Task objective> Reproduce every one of the following records line for line, with no alterations.

══ Material for this task ══

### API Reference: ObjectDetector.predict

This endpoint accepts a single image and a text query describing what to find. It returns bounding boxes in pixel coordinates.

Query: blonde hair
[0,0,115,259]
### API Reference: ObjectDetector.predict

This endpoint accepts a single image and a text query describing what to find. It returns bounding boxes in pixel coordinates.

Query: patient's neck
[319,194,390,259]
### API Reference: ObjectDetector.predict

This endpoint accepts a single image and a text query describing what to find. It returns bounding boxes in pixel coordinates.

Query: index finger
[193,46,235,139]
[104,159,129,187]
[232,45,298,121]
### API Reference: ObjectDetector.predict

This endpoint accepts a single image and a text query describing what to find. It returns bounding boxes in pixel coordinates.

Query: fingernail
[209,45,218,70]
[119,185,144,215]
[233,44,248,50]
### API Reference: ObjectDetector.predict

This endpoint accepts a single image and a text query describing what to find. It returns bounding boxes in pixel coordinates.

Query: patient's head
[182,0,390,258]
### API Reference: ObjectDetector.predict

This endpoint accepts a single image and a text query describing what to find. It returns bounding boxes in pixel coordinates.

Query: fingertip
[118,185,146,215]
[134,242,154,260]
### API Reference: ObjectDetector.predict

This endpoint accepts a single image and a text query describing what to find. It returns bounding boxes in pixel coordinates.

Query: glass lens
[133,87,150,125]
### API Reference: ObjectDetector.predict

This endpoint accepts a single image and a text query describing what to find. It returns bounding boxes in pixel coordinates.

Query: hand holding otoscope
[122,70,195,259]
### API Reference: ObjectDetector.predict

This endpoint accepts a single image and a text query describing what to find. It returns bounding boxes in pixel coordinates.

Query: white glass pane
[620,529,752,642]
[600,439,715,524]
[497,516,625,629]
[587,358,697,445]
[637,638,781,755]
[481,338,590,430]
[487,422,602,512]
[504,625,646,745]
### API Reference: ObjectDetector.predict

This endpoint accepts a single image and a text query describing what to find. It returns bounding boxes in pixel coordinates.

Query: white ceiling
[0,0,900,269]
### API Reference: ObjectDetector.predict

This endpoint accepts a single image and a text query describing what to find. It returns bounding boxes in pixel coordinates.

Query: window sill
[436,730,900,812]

═══

Solution for this problem>
### API Reference: ObjectDetector.predict

This endpoint accepts a single image and a text query describing what to find. It returns bounding boxes in pixel coordinates.

Query: blonde hair
[0,0,115,259]
### API Reference: ObjectDetector.predict

This endpoint accepts a single image and a text query describing what to find. It returns bounding boxes in pixel coordinates.

Query: patient's neck
[319,194,390,259]
### API Reference: ObjectDetector.predict

This endpoint accepts a single image and a text query describing what to find. It returns bounding boxes in pixel coordinates.

Query: index finger
[193,46,235,139]
[104,159,129,187]
[232,45,298,121]
### API Reference: ObjectDetector.predict

This endpoint accepts a single image and a text query describing what to find. It returns bounding boxes in pixel coordinates.

Query: fingernail
[209,45,218,70]
[119,185,144,215]
[233,44,248,50]
### API Reference: ObjectDetector.predict

This endpoint accepts a single image and a text query describing what to find. It returns bounding boxes in pixel coordinates.

Query: patient's head
[182,0,390,258]
### API Reference: ObjectDetector.predict

This endpoint accepts a single image and a text query describing what to find. It returns bounding boxes in pixel coordinates.

Query: fingertip
[118,185,146,215]
[134,242,154,260]
### API Reference: ObjectDetector.predict

This endpoint accepts a single image and a text query describing what to find. It returns bounding boxes in pixel coordinates.

Query: glass lens
[133,87,150,125]
### API Reference: ObjectDetector.predict

This endpoint accepts a single image and a text query describing what to find. It returns bounding boxes in pixel coordinates.

Query: hand holding otoscope
[122,70,195,259]
### API Reference: ObjectDetector.predict

This endpoint accepts a single image and a text query describing what to find. It returns bounding boxes in pixel coordinates.

Query: white glass pane
[620,529,752,642]
[600,439,715,524]
[497,516,625,629]
[587,358,697,445]
[637,638,781,755]
[481,338,590,430]
[487,422,602,512]
[504,625,646,745]
### API Reference: ObjectDetector.predict

This endpoint accepts a single image and a text query describing what to find. It returns bounding boxes in pixel coordinates.

Query: white ceiling
[0,0,900,269]
### API Reference: ObjectDetector.predict

This endpoint accepts a single image and a text query describing what to find. It returns bounding boxes in pixel coordinates.

Query: window sill
[436,730,900,812]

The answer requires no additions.